WHAT IS NEEDED =>
Copy the lines below verbatim, beginning with the line that includes "the man with glasses" and continuing to the end; leave out everything before it.

DATA FOR THIS EXERCISE =>
+---+
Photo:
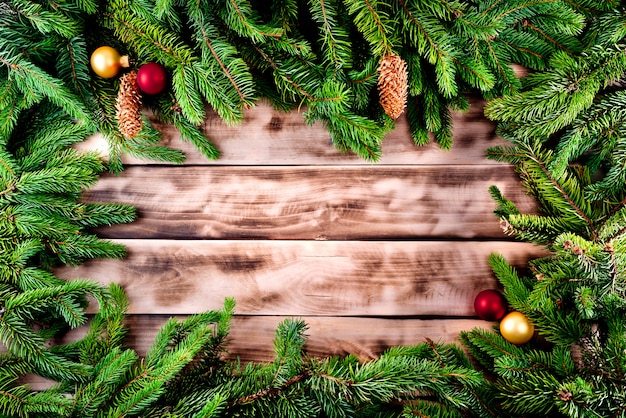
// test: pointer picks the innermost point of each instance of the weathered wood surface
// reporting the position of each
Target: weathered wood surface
(312, 278)
(369, 255)
(378, 202)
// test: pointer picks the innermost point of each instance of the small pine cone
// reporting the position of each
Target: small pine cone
(128, 105)
(392, 84)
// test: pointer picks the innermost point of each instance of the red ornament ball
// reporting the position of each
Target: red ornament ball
(151, 78)
(490, 305)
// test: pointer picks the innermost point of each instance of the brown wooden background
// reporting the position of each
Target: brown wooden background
(369, 255)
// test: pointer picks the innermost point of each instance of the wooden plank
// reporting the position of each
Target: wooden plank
(378, 202)
(322, 278)
(251, 337)
(271, 137)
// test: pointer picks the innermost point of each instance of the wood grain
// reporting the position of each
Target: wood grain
(335, 202)
(321, 278)
(270, 137)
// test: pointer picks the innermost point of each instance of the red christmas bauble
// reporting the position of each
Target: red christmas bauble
(490, 305)
(151, 78)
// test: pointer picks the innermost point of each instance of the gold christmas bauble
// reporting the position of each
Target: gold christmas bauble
(107, 62)
(516, 328)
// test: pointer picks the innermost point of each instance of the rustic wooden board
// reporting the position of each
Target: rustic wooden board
(271, 137)
(251, 337)
(321, 278)
(336, 202)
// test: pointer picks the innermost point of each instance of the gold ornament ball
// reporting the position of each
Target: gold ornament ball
(107, 62)
(516, 328)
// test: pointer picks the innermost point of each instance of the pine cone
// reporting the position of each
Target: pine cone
(128, 105)
(392, 84)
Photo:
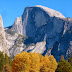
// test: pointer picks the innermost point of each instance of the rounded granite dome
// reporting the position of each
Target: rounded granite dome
(51, 12)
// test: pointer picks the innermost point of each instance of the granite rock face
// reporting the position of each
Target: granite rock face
(48, 29)
(3, 44)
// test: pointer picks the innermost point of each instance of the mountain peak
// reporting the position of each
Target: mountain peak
(50, 11)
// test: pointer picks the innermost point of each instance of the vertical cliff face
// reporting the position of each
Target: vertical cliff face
(3, 44)
(39, 23)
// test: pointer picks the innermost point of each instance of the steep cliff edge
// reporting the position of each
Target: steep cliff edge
(3, 44)
(48, 29)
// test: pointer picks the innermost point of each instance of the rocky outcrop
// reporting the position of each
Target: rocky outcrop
(39, 23)
(3, 44)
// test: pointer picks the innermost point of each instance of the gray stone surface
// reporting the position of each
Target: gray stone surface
(48, 29)
(3, 44)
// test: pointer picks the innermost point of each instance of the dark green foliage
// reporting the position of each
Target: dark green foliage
(9, 31)
(62, 58)
(70, 60)
(64, 66)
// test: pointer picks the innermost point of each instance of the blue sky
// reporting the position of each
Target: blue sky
(10, 9)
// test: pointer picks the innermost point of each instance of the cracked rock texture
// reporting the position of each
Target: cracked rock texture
(48, 32)
(3, 44)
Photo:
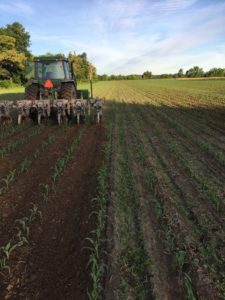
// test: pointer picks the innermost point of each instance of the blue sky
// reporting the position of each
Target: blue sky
(125, 36)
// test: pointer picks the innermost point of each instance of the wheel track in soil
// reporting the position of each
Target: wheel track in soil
(56, 261)
(208, 164)
(17, 135)
(13, 160)
(194, 205)
(163, 276)
(212, 165)
(16, 201)
(180, 178)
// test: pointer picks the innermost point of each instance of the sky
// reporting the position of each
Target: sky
(126, 36)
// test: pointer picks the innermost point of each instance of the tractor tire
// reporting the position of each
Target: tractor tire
(32, 92)
(68, 91)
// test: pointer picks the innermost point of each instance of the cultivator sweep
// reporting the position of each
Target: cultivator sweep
(41, 110)
(52, 91)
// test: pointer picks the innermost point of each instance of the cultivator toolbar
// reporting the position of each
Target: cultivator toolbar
(41, 110)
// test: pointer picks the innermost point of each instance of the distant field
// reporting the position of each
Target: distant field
(158, 190)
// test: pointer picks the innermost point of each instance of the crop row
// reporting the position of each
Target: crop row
(22, 231)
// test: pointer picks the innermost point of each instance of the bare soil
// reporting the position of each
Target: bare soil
(54, 264)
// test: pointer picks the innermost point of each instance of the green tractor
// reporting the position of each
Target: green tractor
(52, 77)
(52, 90)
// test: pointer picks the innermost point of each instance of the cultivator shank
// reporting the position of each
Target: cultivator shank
(41, 110)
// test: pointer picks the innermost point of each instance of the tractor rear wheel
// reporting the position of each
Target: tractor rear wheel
(32, 92)
(68, 91)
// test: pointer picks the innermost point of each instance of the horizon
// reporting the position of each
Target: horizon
(124, 38)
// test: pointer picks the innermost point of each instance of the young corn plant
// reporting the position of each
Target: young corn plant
(8, 179)
(24, 166)
(45, 192)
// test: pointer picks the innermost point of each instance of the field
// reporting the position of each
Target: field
(129, 209)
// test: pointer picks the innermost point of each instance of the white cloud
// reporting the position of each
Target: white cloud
(132, 36)
(16, 7)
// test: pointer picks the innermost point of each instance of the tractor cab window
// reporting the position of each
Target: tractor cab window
(50, 70)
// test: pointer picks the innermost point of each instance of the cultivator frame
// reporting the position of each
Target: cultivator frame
(52, 91)
(41, 110)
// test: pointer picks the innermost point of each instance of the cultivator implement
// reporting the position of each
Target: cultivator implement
(52, 91)
(41, 110)
(5, 111)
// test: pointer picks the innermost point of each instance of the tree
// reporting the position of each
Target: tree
(11, 61)
(83, 69)
(22, 37)
(195, 72)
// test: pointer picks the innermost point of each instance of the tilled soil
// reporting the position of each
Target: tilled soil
(54, 264)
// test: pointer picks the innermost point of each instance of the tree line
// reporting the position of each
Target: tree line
(14, 53)
(195, 72)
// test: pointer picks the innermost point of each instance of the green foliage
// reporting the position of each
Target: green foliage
(82, 68)
(14, 43)
(21, 36)
(5, 83)
(11, 61)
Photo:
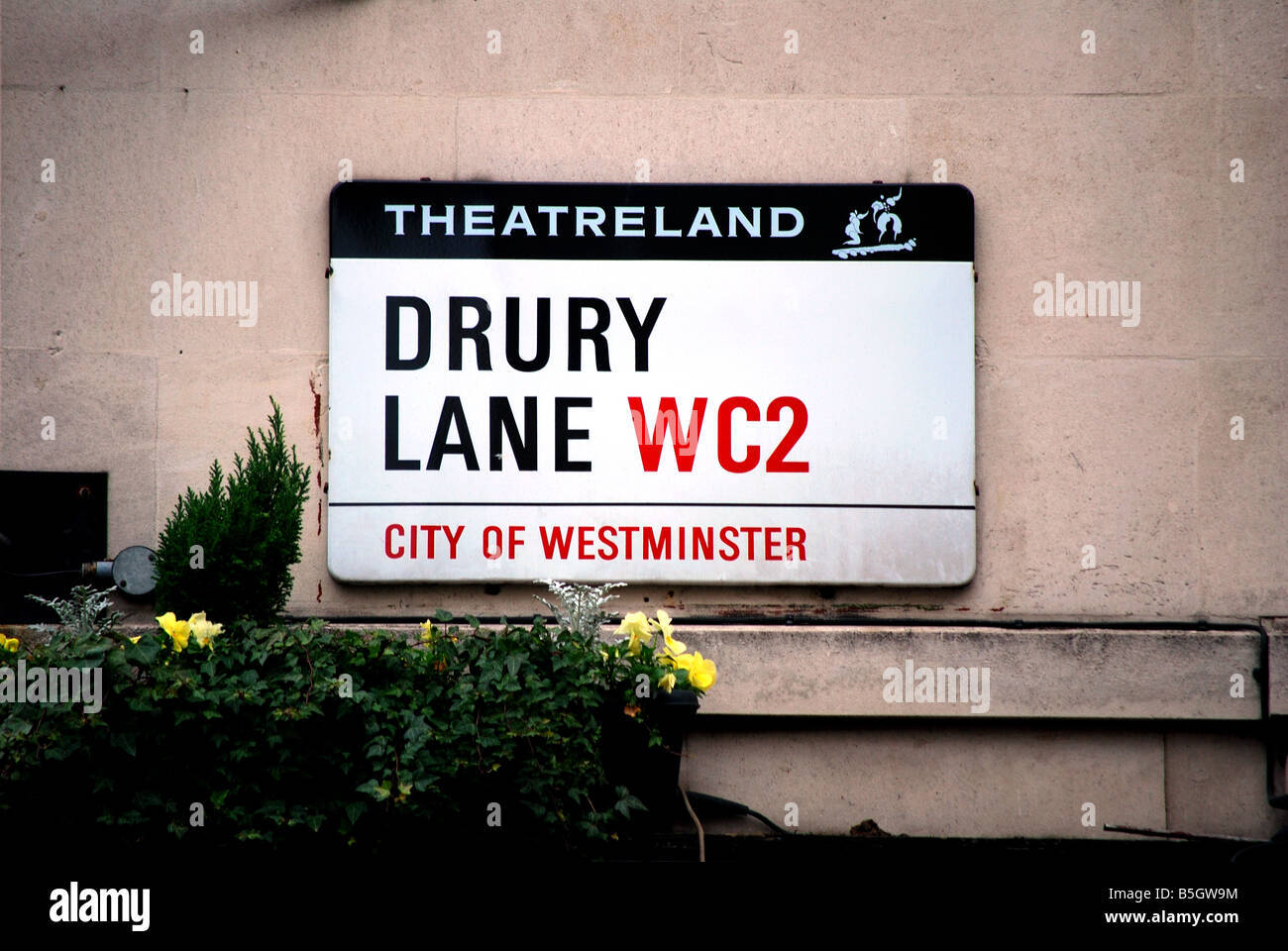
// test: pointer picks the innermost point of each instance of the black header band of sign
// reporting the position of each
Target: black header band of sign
(652, 222)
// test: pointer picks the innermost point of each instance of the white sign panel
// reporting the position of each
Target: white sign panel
(652, 382)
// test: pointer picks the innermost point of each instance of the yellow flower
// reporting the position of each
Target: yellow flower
(178, 630)
(702, 673)
(635, 624)
(204, 630)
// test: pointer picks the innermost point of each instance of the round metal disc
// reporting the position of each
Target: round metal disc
(134, 570)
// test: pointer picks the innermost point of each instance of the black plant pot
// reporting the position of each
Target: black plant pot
(651, 774)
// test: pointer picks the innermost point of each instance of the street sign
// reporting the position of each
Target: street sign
(765, 384)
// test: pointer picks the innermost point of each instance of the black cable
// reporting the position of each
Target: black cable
(42, 574)
(735, 808)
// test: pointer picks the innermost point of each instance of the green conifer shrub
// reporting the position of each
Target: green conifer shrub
(248, 528)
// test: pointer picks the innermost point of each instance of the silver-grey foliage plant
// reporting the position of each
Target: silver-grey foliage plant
(581, 607)
(81, 613)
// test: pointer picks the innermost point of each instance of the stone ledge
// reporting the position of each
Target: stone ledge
(1050, 674)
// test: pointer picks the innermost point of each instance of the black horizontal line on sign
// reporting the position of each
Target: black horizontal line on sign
(664, 505)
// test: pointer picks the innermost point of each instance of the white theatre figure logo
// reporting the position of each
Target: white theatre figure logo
(884, 221)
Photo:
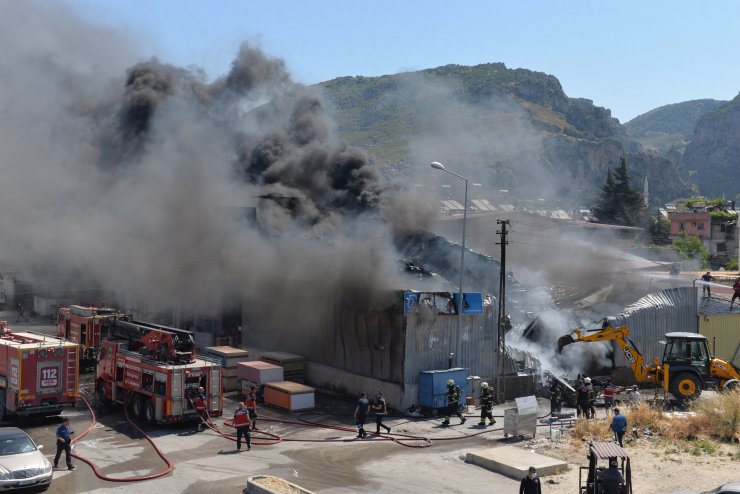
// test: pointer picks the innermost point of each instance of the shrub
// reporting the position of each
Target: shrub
(722, 413)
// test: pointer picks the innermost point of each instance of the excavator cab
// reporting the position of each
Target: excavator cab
(686, 365)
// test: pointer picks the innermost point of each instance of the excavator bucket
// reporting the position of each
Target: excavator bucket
(564, 341)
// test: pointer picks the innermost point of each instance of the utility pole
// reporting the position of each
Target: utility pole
(501, 321)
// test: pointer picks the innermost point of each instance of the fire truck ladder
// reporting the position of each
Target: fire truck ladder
(72, 370)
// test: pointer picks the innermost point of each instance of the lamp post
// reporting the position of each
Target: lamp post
(439, 166)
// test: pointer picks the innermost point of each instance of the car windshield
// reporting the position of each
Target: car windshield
(15, 444)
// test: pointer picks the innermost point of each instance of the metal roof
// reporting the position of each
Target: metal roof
(680, 334)
(604, 451)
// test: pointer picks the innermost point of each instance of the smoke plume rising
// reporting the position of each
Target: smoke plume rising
(133, 176)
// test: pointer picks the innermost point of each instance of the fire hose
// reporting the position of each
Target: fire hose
(407, 440)
(102, 476)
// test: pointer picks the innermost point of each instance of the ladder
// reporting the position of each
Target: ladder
(72, 369)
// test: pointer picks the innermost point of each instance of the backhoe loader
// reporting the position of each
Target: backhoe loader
(686, 368)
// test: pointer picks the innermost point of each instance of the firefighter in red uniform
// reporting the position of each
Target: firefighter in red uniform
(252, 405)
(200, 406)
(242, 423)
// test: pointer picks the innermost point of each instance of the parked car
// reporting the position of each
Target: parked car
(729, 488)
(22, 464)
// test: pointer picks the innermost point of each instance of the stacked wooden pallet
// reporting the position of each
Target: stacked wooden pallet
(292, 365)
(289, 396)
(229, 358)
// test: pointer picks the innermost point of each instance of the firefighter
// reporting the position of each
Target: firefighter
(361, 411)
(64, 442)
(556, 397)
(199, 402)
(486, 404)
(242, 423)
(380, 408)
(252, 405)
(582, 399)
(453, 399)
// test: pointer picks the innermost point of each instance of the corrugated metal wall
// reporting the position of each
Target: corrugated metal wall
(723, 332)
(654, 315)
(359, 339)
(430, 340)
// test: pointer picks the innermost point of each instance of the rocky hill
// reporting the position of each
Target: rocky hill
(712, 157)
(669, 128)
(511, 129)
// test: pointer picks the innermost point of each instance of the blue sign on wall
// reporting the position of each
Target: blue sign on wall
(442, 302)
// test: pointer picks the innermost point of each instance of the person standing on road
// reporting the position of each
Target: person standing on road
(21, 313)
(582, 400)
(736, 289)
(486, 404)
(609, 392)
(361, 411)
(453, 400)
(707, 288)
(619, 426)
(531, 483)
(242, 424)
(380, 410)
(556, 397)
(199, 402)
(64, 443)
(252, 405)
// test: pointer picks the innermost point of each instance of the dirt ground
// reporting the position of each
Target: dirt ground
(658, 467)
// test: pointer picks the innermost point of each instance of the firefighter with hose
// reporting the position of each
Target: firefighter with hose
(252, 405)
(199, 402)
(453, 400)
(242, 424)
(486, 404)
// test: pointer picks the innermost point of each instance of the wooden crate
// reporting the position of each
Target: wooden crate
(292, 365)
(228, 356)
(259, 372)
(290, 396)
(229, 383)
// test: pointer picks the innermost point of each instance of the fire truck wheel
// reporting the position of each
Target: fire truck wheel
(149, 414)
(137, 407)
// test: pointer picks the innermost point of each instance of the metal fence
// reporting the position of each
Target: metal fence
(654, 315)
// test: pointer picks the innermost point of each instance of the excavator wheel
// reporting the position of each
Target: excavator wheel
(731, 385)
(685, 386)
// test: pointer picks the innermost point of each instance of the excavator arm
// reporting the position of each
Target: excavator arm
(620, 334)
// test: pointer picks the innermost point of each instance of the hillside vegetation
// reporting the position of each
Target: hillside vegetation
(507, 128)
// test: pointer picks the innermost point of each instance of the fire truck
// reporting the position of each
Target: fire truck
(83, 325)
(39, 374)
(154, 371)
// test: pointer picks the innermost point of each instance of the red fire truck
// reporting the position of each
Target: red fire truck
(153, 369)
(39, 374)
(83, 325)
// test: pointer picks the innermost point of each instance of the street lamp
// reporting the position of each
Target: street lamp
(439, 166)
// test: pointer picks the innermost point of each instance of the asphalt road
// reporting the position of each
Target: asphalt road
(323, 460)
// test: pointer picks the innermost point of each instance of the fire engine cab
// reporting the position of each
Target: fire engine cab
(39, 374)
(154, 370)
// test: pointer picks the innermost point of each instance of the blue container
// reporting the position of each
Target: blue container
(433, 386)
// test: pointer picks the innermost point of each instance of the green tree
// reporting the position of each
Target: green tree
(620, 202)
(690, 247)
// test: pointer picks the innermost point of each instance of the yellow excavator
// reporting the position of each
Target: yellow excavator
(686, 368)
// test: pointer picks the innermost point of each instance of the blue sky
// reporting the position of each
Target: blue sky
(629, 56)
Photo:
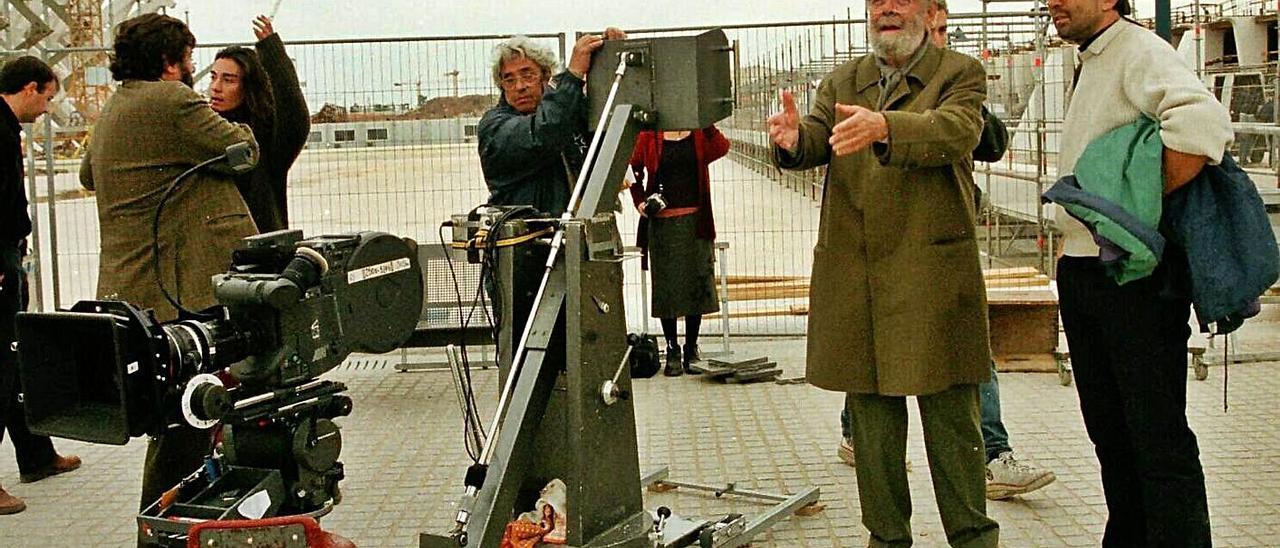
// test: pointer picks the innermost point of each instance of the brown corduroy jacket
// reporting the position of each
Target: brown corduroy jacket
(147, 135)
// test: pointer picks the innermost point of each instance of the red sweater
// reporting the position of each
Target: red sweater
(709, 145)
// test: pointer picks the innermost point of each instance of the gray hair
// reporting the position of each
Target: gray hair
(522, 46)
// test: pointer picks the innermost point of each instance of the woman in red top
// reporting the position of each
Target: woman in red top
(677, 231)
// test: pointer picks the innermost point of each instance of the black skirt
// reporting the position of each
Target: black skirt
(681, 268)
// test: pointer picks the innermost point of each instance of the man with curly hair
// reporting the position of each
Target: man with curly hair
(152, 129)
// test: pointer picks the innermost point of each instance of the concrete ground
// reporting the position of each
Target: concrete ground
(405, 459)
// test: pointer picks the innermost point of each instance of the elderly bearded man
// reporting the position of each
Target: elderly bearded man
(899, 306)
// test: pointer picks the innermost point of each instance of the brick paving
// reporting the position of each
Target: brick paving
(405, 459)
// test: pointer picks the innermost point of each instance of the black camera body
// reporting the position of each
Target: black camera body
(654, 204)
(289, 310)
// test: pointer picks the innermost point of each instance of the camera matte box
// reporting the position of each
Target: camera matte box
(77, 377)
(682, 80)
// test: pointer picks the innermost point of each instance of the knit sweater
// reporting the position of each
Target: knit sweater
(1127, 72)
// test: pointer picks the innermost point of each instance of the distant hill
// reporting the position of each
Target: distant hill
(434, 109)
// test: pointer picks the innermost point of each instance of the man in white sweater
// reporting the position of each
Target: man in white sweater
(1129, 342)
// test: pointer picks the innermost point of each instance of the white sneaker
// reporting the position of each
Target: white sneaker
(846, 453)
(1008, 476)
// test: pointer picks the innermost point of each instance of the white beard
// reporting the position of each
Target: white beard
(899, 46)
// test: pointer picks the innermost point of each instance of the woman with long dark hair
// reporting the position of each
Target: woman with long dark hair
(677, 231)
(260, 87)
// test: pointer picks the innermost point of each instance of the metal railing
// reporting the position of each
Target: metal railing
(393, 149)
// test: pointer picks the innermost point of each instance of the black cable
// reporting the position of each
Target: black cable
(472, 429)
(155, 234)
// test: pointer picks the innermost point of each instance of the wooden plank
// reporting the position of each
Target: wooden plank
(1023, 328)
(1037, 281)
(1014, 297)
(736, 279)
(794, 310)
(1018, 272)
(757, 293)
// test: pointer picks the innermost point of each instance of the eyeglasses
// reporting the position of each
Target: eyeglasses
(888, 3)
(526, 77)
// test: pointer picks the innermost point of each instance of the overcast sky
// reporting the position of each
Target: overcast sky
(223, 21)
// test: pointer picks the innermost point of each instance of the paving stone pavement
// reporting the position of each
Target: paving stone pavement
(405, 459)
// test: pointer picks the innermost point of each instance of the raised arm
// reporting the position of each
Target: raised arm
(292, 124)
(513, 145)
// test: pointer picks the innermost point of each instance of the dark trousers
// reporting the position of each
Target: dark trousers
(1129, 357)
(33, 451)
(954, 446)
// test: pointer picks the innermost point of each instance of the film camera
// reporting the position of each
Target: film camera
(289, 310)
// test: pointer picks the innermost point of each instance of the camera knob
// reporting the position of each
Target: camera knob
(211, 402)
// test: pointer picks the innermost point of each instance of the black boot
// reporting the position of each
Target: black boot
(673, 362)
(691, 356)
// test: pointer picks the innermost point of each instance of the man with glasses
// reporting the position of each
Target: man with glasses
(533, 145)
(534, 141)
(897, 305)
(26, 87)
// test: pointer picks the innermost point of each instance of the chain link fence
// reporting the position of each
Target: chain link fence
(393, 149)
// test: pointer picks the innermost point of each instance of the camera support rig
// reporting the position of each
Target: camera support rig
(577, 423)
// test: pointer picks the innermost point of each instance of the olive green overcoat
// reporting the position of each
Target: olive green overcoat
(897, 304)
+---+
COMPLETE OUTPUT =>
// test: pointer picks the innermost point of each instance of the man with glasses
// reporting the position of each
Target: man with glasses
(533, 145)
(534, 141)
(897, 305)
(26, 87)
// test: pointer picks the innermost point of each instance of the chain link fence
// reporting the position of each
Target: chain link fence
(393, 149)
// test: pointer picks the innermost point of each instance of the camera support rig
// reporting the position of each
Target: camera support rig
(577, 423)
// test: pointer picks the innermost point of each instance of the olive green overcoat
// reporting the position of each
Target: olive green overcoat
(897, 304)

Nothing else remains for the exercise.